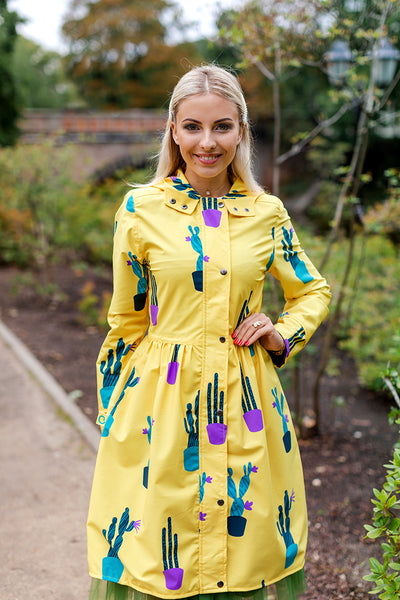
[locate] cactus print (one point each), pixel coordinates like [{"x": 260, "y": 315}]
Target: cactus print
[
  {"x": 147, "y": 431},
  {"x": 279, "y": 405},
  {"x": 236, "y": 521},
  {"x": 197, "y": 246},
  {"x": 284, "y": 529},
  {"x": 216, "y": 428},
  {"x": 112, "y": 567},
  {"x": 132, "y": 381},
  {"x": 191, "y": 453},
  {"x": 296, "y": 338},
  {"x": 111, "y": 371},
  {"x": 291, "y": 256},
  {"x": 172, "y": 572},
  {"x": 140, "y": 270},
  {"x": 251, "y": 413},
  {"x": 203, "y": 479}
]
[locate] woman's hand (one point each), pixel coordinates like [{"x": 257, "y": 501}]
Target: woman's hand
[{"x": 259, "y": 327}]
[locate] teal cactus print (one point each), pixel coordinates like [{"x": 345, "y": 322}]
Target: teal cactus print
[
  {"x": 130, "y": 204},
  {"x": 112, "y": 566},
  {"x": 251, "y": 413},
  {"x": 279, "y": 405},
  {"x": 147, "y": 431},
  {"x": 283, "y": 526},
  {"x": 211, "y": 214},
  {"x": 140, "y": 270},
  {"x": 245, "y": 311},
  {"x": 296, "y": 338},
  {"x": 111, "y": 371},
  {"x": 216, "y": 428},
  {"x": 191, "y": 453},
  {"x": 154, "y": 299},
  {"x": 291, "y": 256},
  {"x": 197, "y": 246},
  {"x": 236, "y": 521},
  {"x": 271, "y": 258},
  {"x": 173, "y": 365},
  {"x": 203, "y": 479},
  {"x": 172, "y": 572},
  {"x": 131, "y": 382}
]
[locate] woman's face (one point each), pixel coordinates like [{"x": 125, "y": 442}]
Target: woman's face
[{"x": 207, "y": 131}]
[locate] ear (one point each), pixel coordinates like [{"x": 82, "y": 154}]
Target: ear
[{"x": 174, "y": 135}]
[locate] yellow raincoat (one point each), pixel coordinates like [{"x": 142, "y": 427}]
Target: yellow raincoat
[{"x": 198, "y": 485}]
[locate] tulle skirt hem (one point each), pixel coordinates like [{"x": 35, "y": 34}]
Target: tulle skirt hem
[{"x": 289, "y": 588}]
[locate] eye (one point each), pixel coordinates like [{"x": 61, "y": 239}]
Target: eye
[
  {"x": 224, "y": 126},
  {"x": 191, "y": 127}
]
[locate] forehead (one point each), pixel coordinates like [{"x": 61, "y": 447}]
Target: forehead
[{"x": 207, "y": 107}]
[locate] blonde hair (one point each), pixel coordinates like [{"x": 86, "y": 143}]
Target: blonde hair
[{"x": 208, "y": 79}]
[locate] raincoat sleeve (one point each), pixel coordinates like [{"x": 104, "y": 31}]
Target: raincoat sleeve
[
  {"x": 306, "y": 292},
  {"x": 128, "y": 315}
]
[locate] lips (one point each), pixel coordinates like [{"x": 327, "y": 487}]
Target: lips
[{"x": 208, "y": 159}]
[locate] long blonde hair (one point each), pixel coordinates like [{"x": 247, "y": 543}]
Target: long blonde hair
[{"x": 208, "y": 79}]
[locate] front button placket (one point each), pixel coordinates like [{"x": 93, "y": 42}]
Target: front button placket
[{"x": 213, "y": 435}]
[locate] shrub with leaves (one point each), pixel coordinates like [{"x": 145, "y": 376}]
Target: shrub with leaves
[{"x": 386, "y": 515}]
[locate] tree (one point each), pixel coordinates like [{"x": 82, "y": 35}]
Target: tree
[
  {"x": 118, "y": 54},
  {"x": 40, "y": 78},
  {"x": 8, "y": 96}
]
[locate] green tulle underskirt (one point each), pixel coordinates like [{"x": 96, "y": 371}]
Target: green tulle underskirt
[{"x": 289, "y": 588}]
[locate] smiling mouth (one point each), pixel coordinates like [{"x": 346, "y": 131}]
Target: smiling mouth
[{"x": 208, "y": 158}]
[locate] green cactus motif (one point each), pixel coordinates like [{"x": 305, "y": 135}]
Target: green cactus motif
[
  {"x": 140, "y": 270},
  {"x": 245, "y": 311},
  {"x": 112, "y": 567},
  {"x": 291, "y": 256},
  {"x": 197, "y": 246},
  {"x": 111, "y": 371},
  {"x": 191, "y": 453},
  {"x": 284, "y": 529},
  {"x": 236, "y": 521},
  {"x": 131, "y": 382}
]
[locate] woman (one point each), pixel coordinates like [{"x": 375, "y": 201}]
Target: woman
[{"x": 198, "y": 487}]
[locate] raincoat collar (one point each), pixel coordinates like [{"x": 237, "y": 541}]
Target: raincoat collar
[{"x": 182, "y": 197}]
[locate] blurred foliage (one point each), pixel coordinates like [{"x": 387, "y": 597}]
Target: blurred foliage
[
  {"x": 9, "y": 110},
  {"x": 40, "y": 78},
  {"x": 119, "y": 56}
]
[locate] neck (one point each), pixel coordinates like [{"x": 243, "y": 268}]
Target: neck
[{"x": 214, "y": 189}]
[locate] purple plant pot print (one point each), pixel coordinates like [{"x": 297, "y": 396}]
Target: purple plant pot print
[
  {"x": 112, "y": 568},
  {"x": 198, "y": 280},
  {"x": 287, "y": 441},
  {"x": 153, "y": 314},
  {"x": 139, "y": 301},
  {"x": 254, "y": 420},
  {"x": 236, "y": 525},
  {"x": 173, "y": 578},
  {"x": 212, "y": 217},
  {"x": 105, "y": 395},
  {"x": 172, "y": 372},
  {"x": 217, "y": 433}
]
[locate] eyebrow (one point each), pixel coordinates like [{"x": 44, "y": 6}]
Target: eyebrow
[{"x": 217, "y": 121}]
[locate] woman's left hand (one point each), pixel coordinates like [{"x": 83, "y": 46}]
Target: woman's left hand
[{"x": 258, "y": 327}]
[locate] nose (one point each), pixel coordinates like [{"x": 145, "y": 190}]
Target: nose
[{"x": 207, "y": 140}]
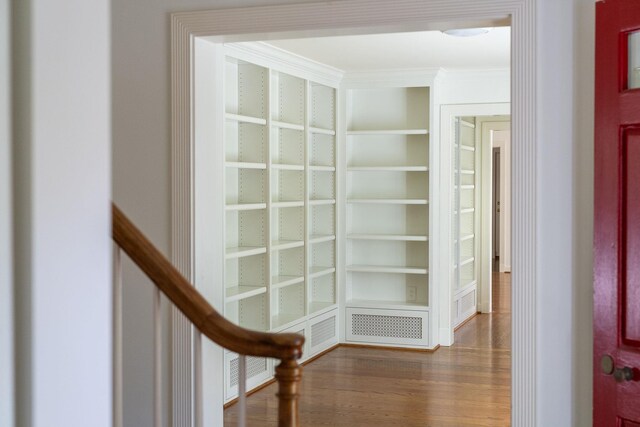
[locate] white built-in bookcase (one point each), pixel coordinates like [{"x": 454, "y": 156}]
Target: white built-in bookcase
[
  {"x": 326, "y": 202},
  {"x": 465, "y": 225},
  {"x": 387, "y": 214},
  {"x": 280, "y": 206}
]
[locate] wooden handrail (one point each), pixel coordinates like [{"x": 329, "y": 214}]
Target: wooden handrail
[{"x": 286, "y": 347}]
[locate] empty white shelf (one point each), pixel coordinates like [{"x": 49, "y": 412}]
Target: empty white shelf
[
  {"x": 391, "y": 201},
  {"x": 245, "y": 206},
  {"x": 386, "y": 269},
  {"x": 292, "y": 204},
  {"x": 466, "y": 285},
  {"x": 322, "y": 168},
  {"x": 465, "y": 262},
  {"x": 245, "y": 165},
  {"x": 389, "y": 132},
  {"x": 238, "y": 293},
  {"x": 466, "y": 237},
  {"x": 285, "y": 125},
  {"x": 281, "y": 166},
  {"x": 322, "y": 131},
  {"x": 386, "y": 304},
  {"x": 243, "y": 251},
  {"x": 467, "y": 124},
  {"x": 286, "y": 244},
  {"x": 395, "y": 237},
  {"x": 284, "y": 319},
  {"x": 322, "y": 202},
  {"x": 319, "y": 238},
  {"x": 245, "y": 119},
  {"x": 320, "y": 271},
  {"x": 387, "y": 168},
  {"x": 284, "y": 281},
  {"x": 318, "y": 307}
]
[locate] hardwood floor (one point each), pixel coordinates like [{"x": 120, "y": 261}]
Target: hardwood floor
[{"x": 468, "y": 384}]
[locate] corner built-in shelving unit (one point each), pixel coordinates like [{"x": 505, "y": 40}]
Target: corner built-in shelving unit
[
  {"x": 280, "y": 205},
  {"x": 465, "y": 243},
  {"x": 387, "y": 214}
]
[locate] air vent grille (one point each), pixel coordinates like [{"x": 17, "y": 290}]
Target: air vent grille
[
  {"x": 468, "y": 302},
  {"x": 255, "y": 366},
  {"x": 387, "y": 326},
  {"x": 323, "y": 331}
]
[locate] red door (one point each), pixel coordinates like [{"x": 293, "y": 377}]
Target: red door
[{"x": 617, "y": 215}]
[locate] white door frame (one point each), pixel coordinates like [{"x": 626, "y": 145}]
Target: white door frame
[
  {"x": 7, "y": 391},
  {"x": 505, "y": 192},
  {"x": 484, "y": 126},
  {"x": 445, "y": 292},
  {"x": 362, "y": 17}
]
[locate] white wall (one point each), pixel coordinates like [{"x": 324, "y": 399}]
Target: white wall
[
  {"x": 61, "y": 212},
  {"x": 565, "y": 193},
  {"x": 141, "y": 167},
  {"x": 476, "y": 86},
  {"x": 141, "y": 91}
]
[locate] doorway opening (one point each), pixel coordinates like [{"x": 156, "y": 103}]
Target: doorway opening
[{"x": 274, "y": 22}]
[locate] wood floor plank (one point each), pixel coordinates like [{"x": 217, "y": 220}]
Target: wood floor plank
[{"x": 468, "y": 384}]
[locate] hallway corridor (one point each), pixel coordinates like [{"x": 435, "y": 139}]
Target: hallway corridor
[{"x": 467, "y": 384}]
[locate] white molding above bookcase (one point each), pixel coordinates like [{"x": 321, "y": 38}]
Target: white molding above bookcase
[{"x": 265, "y": 55}]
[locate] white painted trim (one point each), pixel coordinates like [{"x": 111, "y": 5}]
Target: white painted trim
[
  {"x": 445, "y": 278},
  {"x": 263, "y": 54},
  {"x": 7, "y": 367},
  {"x": 378, "y": 16},
  {"x": 118, "y": 391}
]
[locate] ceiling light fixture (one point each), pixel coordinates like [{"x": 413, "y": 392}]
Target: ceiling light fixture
[{"x": 467, "y": 32}]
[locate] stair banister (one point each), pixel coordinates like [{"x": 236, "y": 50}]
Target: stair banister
[{"x": 285, "y": 347}]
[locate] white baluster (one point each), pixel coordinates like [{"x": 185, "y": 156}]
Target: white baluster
[
  {"x": 242, "y": 391},
  {"x": 157, "y": 359},
  {"x": 117, "y": 337}
]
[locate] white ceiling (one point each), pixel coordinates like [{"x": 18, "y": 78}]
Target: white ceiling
[{"x": 405, "y": 50}]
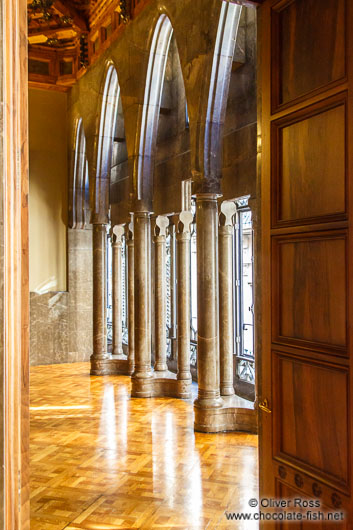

_Try it_.
Return only the lines between the one holding "Target: front button placket" and the one holding "[locate] green cactus", inclusive, exactly as they appear above.

_Solution to the exercise_.
Target: front button placket
[{"x": 213, "y": 435}]
[locate] shrub with leaves (one point each), pixel coordinates like [{"x": 145, "y": 376}]
Target: shrub with leaves
[{"x": 386, "y": 515}]
[locate] tree (one point each), pixel coordinates like [{"x": 82, "y": 35}]
Target: tree
[
  {"x": 118, "y": 54},
  {"x": 40, "y": 78},
  {"x": 8, "y": 96}
]
[locate] green tulle underskirt (one point each), pixel coordinates like [{"x": 96, "y": 371}]
Target: green tulle underskirt
[{"x": 289, "y": 588}]
[locate] smiling mouth (one point each), pixel coordinates like [{"x": 346, "y": 131}]
Target: smiling mouth
[{"x": 208, "y": 158}]
[locate] green cactus motif (one point each), pixel coordinates like [{"x": 305, "y": 135}]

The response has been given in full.